[Items from a dataset]

────

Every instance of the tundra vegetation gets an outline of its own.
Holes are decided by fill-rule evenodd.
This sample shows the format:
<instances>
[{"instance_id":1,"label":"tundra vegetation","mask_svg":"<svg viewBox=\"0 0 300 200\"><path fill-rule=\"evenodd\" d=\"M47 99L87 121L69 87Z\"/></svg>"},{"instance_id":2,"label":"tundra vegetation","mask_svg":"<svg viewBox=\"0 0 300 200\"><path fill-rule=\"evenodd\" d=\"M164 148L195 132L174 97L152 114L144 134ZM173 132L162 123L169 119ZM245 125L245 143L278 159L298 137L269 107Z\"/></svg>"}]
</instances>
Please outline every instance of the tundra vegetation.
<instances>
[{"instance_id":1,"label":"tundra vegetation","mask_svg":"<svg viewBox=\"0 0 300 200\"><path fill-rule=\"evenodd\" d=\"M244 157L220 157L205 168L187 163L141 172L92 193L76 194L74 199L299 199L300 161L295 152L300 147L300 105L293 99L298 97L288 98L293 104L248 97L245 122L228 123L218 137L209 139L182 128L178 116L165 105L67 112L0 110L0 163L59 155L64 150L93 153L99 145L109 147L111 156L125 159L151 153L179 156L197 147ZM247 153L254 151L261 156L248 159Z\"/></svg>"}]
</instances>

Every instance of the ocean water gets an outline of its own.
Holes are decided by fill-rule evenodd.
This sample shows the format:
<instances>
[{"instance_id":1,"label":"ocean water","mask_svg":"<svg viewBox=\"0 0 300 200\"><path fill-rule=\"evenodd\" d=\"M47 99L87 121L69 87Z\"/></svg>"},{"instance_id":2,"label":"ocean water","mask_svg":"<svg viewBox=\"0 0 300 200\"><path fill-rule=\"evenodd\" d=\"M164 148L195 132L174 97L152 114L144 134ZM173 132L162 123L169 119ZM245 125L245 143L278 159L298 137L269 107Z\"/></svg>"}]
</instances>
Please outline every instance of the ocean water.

────

▸ **WHAT TO PRODUCE**:
The records above should be repeated exactly. Print them all.

▸ **ANSWER TO THE PROBLEM**:
Every instance of the tundra vegetation gets an outline of its own.
Holes are decided by fill-rule evenodd.
This sample shows the format:
<instances>
[{"instance_id":1,"label":"tundra vegetation","mask_svg":"<svg viewBox=\"0 0 300 200\"><path fill-rule=\"evenodd\" d=\"M47 99L87 121L69 87Z\"/></svg>"},{"instance_id":2,"label":"tundra vegetation","mask_svg":"<svg viewBox=\"0 0 300 200\"><path fill-rule=\"evenodd\" d=\"M164 148L195 132L174 97L152 114L144 134ZM173 132L162 123L169 119ZM245 125L245 143L278 159L298 137L269 107Z\"/></svg>"}]
</instances>
Please outline every instance of the tundra vegetation.
<instances>
[{"instance_id":1,"label":"tundra vegetation","mask_svg":"<svg viewBox=\"0 0 300 200\"><path fill-rule=\"evenodd\" d=\"M244 157L220 157L205 168L187 163L141 172L92 193L76 194L74 199L299 199L300 161L295 152L300 147L300 105L293 99L298 97L288 98L293 104L248 97L245 122L228 123L218 137L209 139L182 128L178 116L165 105L67 112L0 110L0 163L59 155L64 150L93 153L99 145L109 147L111 156L125 159L151 153L179 156L197 147ZM247 153L254 151L261 156L248 159Z\"/></svg>"}]
</instances>

Every instance of the ocean water gets an outline of its own.
Holes are decided by fill-rule evenodd.
This sample shows the format:
<instances>
[{"instance_id":1,"label":"ocean water","mask_svg":"<svg viewBox=\"0 0 300 200\"><path fill-rule=\"evenodd\" d=\"M47 99L87 121L69 87Z\"/></svg>"},{"instance_id":2,"label":"ocean water","mask_svg":"<svg viewBox=\"0 0 300 200\"><path fill-rule=\"evenodd\" d=\"M164 148L195 132L174 97L152 114L144 134ZM173 132L162 123L169 119ZM245 125L245 143L278 159L298 137L269 107Z\"/></svg>"}]
</instances>
Please outline every instance of the ocean water.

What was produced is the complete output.